* RECORDS SHOWN *
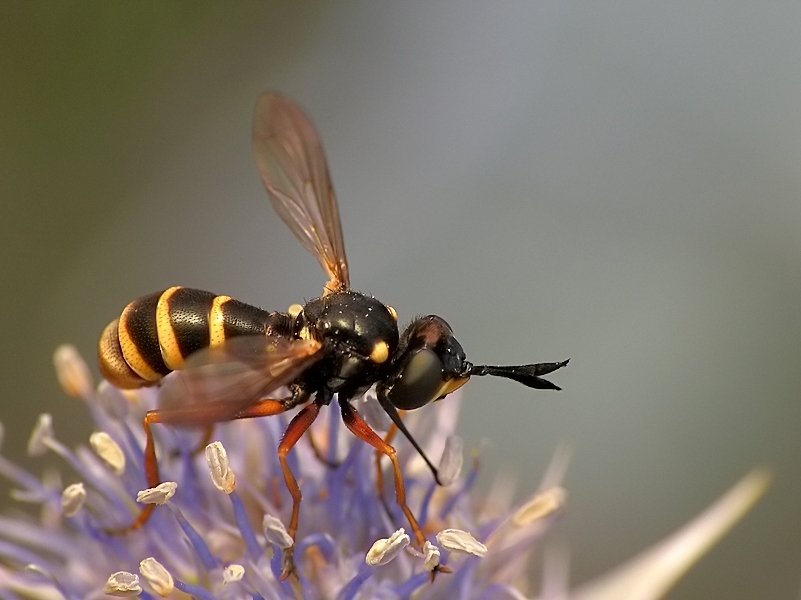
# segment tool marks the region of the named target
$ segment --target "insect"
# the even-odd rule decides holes
[[[519,366],[470,363],[448,323],[429,315],[400,333],[389,305],[350,287],[334,189],[320,139],[303,112],[277,94],[263,94],[253,124],[256,166],[270,201],[303,246],[317,257],[329,281],[319,298],[291,312],[268,312],[228,296],[183,287],[134,300],[103,331],[99,364],[120,388],[164,384],[161,405],[144,418],[145,474],[160,483],[151,426],[205,428],[235,419],[269,416],[302,407],[278,446],[292,496],[288,532],[298,528],[301,491],[287,455],[335,399],[346,427],[387,456],[395,495],[417,545],[425,538],[406,504],[395,449],[359,416],[351,401],[376,385],[378,401],[397,429],[426,457],[401,420],[412,410],[444,398],[471,376],[495,375],[531,388],[559,388],[541,376],[568,361]],[[275,397],[282,389],[287,397]],[[120,531],[143,525],[154,505]],[[289,561],[291,562],[291,549]],[[285,571],[286,574],[286,571]]]

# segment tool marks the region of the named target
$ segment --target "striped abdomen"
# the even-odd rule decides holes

* PROMPT *
Copy out all of the data above line for line with no changes, and leave out the pictures.

* COMPLETED TASK *
# segment tool marks the region of the named target
$ segment --target "insect"
# the even-odd rule decides holes
[[[519,366],[470,363],[448,323],[429,315],[400,333],[389,305],[350,287],[334,189],[320,139],[303,112],[277,94],[263,94],[253,124],[256,166],[270,201],[303,246],[317,257],[329,281],[319,298],[291,312],[268,312],[228,296],[183,287],[134,300],[103,331],[99,364],[120,388],[164,384],[161,405],[144,418],[145,474],[160,483],[151,426],[205,428],[235,419],[269,416],[302,407],[278,446],[292,496],[288,532],[298,528],[301,491],[287,455],[335,399],[346,427],[387,456],[395,495],[417,545],[425,538],[406,504],[395,449],[359,416],[351,401],[376,385],[378,401],[397,429],[426,457],[401,420],[412,410],[444,398],[471,376],[495,375],[531,388],[559,388],[541,376],[568,361]],[[275,397],[282,389],[287,397]],[[120,531],[143,525],[154,505]],[[289,561],[291,562],[291,549]],[[285,571],[286,574],[286,571]]]

# segment tool marks the region of the named target
$ segment --target "striped abdomen"
# the even-odd rule decides holes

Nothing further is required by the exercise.